┌─ THE DATA
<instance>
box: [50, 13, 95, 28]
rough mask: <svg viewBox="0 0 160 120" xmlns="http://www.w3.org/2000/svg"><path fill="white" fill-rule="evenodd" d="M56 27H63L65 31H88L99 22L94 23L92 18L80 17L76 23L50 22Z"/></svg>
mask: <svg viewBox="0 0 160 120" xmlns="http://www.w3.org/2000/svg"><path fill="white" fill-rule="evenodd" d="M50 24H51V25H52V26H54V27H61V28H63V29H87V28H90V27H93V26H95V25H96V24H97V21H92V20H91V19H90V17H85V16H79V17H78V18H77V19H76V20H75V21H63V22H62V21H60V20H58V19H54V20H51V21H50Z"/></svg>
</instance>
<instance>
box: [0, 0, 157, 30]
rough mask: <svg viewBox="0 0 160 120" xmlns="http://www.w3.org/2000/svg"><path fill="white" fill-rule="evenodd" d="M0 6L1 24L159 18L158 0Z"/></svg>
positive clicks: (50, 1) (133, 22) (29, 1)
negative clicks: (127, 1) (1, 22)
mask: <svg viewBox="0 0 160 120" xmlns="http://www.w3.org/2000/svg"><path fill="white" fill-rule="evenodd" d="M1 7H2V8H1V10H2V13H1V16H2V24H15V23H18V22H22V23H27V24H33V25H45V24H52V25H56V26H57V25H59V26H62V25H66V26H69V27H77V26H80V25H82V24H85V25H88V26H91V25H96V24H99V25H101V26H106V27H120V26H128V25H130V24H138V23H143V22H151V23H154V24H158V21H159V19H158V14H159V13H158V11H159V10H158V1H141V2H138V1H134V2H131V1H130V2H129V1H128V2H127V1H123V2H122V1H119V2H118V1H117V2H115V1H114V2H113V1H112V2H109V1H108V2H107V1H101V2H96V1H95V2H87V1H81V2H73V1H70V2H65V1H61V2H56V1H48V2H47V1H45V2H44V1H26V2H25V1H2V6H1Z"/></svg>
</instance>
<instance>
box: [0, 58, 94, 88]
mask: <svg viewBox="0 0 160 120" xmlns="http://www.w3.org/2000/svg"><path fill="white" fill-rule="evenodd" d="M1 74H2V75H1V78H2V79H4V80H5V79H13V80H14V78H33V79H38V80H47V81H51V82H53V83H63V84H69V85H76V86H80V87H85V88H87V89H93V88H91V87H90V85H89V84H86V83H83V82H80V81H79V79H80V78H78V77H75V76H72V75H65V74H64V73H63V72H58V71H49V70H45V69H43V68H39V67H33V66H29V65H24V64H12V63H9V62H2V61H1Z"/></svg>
└─
WHAT YOU WILL DO
Reprint exactly the lines above that start at the one with "27H63L65 31H88L99 22L94" and end at the one with "box: [0, 0, 157, 30]", keeping both and adding none.

WRITTEN SOLUTION
rough mask: <svg viewBox="0 0 160 120" xmlns="http://www.w3.org/2000/svg"><path fill="white" fill-rule="evenodd" d="M56 27H63L65 31H88L99 22L94 23L92 18L80 17L76 23L50 22Z"/></svg>
mask: <svg viewBox="0 0 160 120" xmlns="http://www.w3.org/2000/svg"><path fill="white" fill-rule="evenodd" d="M50 24H51V25H52V26H54V27H61V28H63V29H87V28H90V27H93V26H95V25H96V24H97V21H92V20H91V19H90V17H85V16H79V17H78V18H77V19H76V20H75V21H63V22H62V21H60V20H58V19H54V20H51V21H50Z"/></svg>
</instance>
<instance>
box: [0, 0, 157, 30]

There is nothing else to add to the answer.